书面任务 A ->
根据下面的文章回答以下问题:
(i) 文章在括号里列出了哪些板式?
(ii) 文章说录音把什么砍掉了,只留下了什么?
(iii) 歌剧中跨通道凿的极致案例里,两个声部分别是谁?

文章 ->
◆ ◆ ◆ ◆ ◆

你的听觉在"定",你的视觉在"展"。两条凿构循环之间出现了相位差。

这个相位差本身就制造余项——而且是纯音乐制造不了的余项。因为这个余项不在任何单一通道内,它在通道之间。你的认知系统同时处理两条线,两条线的不同步产生了一个剩余:你感觉到了什么,但你不知道它属于你听到的还是你看到的。

这就是跨通道凿。它是戏曲和歌剧特有的结构资源,纯音乐没有。

二、京剧:板式提供锚点,身体制造凿

京剧的编码系统高度程式化。板式(西皮、二黄、各种导板、摇板、散板)规定了唱腔的节奏框架和旋律走向。行当(生旦净丑)规定了声音的质地和表演的规范。一个熟悉京剧的观众,在唱腔层面上的预测模型是极其稳定的——他几乎可以提前半句预测下一个字的落音位置。

这看起来像是纯粹的"定"。如果京剧只有唱腔,它就是一个程式化极强、凿空间极小的形式。

但京剧不只有唱腔。它有身段。

唱腔在做什么?南梆子的板式高度规整,旋律线优美但可预测。你的听觉处于"定"——稳定,舒适,你知道下一句会怎样收。

舞剑在做什么?每一个剑花的轨迹、速度、角度都在你的视觉预测之外。你不知道下一个动作是什么。剑的运动是流动的、即兴感的(虽然其实也是经过严格训练的),它的轨迹超出了你的视觉模型。

两条线同时运行。听觉在"定",视觉在"展"。你的认知系统在两个不同的状态之间被拉扯,这个拉扯本身就是余项。

而且这个余项有一个特殊性质:它不可能在任何单一通道内被完全消化。你不能只听录音来获得它(录音里没有身体动作),你也不能只看无声的舞剑录像来获得它(没有唱腔提供的锚点,视觉就失去了参照系)。它只存在于两个通道的交汇处。

这就是为什么京剧的现场和京剧的录音是两种完全不同的体验。录音把跨通道凿砍掉了,只留下单通道的唱腔。

另一个例子。梅兰芳在这出戏里做的事情更微妙。唱腔本身就有凿(四平调的一些非常规处理),但核心的跨通道凿发生在身段与唱腔的反向运动上:唱腔在往"收"的方向走的时候,身体动作在往"放"的方向走。声音在闭合,身体在打开。两个通道传递的信号是矛盾的。

这种矛盾不是错误,是设计。它制造了一种你用语言很难描述的余项——你知道你感受到了什么,但你说不清楚它到底是"听到的"还是"看到的",因为它既不完全属于任何一个通道。

三、歌剧:同一个操作,不同的编码

现在把京剧放在一边,看歌剧。编码系统完全不同——西方调性和声、管弦乐配器、意大利语或德语的歌词、欧洲舞台传统。但跨通道凿的操作是同一个。

这是跨通道凿在歌剧中的极致案例。

两个声部——特里斯坦和伊索尔德——做的事情是:一个在完成乐句(固),另一个在开启新乐句(生)。旋律线交织在一起,但它们的凿构循环是错位的。当你跟着伊索尔德的线走,你感到闭合即将到来;但同时特里斯坦的线把你拉向一个新的开始。你永远处于半完成状态。

◆ ◆ ◆ ◆ ◆

来自数据源的记录

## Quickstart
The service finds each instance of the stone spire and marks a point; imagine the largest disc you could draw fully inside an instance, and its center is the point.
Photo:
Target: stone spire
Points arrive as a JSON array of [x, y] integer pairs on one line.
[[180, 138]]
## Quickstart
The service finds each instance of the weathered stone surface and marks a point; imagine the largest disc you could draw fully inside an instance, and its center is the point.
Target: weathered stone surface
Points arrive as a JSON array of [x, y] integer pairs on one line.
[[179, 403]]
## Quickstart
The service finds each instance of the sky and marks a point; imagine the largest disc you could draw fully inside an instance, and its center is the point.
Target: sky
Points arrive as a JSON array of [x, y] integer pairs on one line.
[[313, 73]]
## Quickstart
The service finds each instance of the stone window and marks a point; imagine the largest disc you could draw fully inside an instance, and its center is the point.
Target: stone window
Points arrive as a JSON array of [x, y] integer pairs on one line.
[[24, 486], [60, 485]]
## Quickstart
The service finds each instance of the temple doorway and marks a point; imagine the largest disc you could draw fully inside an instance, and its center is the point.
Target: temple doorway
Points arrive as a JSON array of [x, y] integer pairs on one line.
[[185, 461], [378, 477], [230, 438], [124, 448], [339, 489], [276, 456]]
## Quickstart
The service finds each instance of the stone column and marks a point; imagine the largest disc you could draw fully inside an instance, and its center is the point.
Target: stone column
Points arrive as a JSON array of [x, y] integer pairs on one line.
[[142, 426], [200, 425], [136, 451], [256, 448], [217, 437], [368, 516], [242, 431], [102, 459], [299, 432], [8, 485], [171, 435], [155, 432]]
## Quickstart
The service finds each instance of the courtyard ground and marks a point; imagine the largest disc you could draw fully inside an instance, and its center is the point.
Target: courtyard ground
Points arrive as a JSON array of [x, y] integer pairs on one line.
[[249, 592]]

◆ ◆ ◆ ◆ ◆

书面任务 B -> 从上面的记录中挑出所有含有字符串“surface”的行,逐行原样抄出,大小写须一致。

问题解答 A ->
(i) 西皮、二黄、各种导板、摇板、散板。
(ii) 录音把跨通道凿砍掉了,只留下单通道的唱腔。
(iii) 特里斯坦和伊索尔德。

问题解答 B ->
The service finds each instance of the weathered stone surface and marks a point; imagine the largest disc you could draw fully inside an instance, and its center is the point.
Target: weathered stone surface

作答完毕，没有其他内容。